(Exercise instructions) In the message bus excerpt, rewrite everything from "let rec update_all" down to "update_all = update_all ([],[])" with "acc" changed to "accum".

(Source excerpt)
::::::::::

Finally, with this, we can write a message bus function to deliver messages:

let update msg system = match system with
  | Mod (vl, fn) ->
    let vl', msgs = fn msg vl in
    Mod (vl', fn), msgs

let rec update_all (acc, msgs) msg = function
  | [] -> List.rev acc, List.concat msgs
  | hd :: tl ->
    let hd, omsg = update msg hd in
    update_all (hd :: acc, omsg :: msgs) msg tl

let update_all = update_all ([],[]) 

The beauty of this is that the type system will track the shapes of polymorphic variants accepted by the systems exactly as we would want:

let example = update_all `Incr [Background.system;Volume.system]
5 Likes

What do you do about the open row variable - a weak global variable here that prevents
compilation?
Is it necessary to convey such values as state threaded through one’s program?
Is it foolish to want a way to signal the compiler to close the row variable (after all
constructors have been seen) so that storage at global level is possible?
This seems not unlike how OCaml doesn’t do finalsation of object types
but might benefit from explicit instruction to do so (ie. in course the of generating an executable)

::::::::::

Source data:
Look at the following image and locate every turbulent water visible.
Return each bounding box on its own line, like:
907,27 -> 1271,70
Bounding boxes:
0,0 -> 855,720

::::::::::

(Exercise response)
let rec update_all (accum, msgs) msg = function
  | [] -> List.rev accum, List.concat msgs
  | hd :: tl ->
    let hd, omsg = update msg hd in
    update_all (hd :: accum, omsg :: msgs) msg tl

let update_all = update_all ([],[])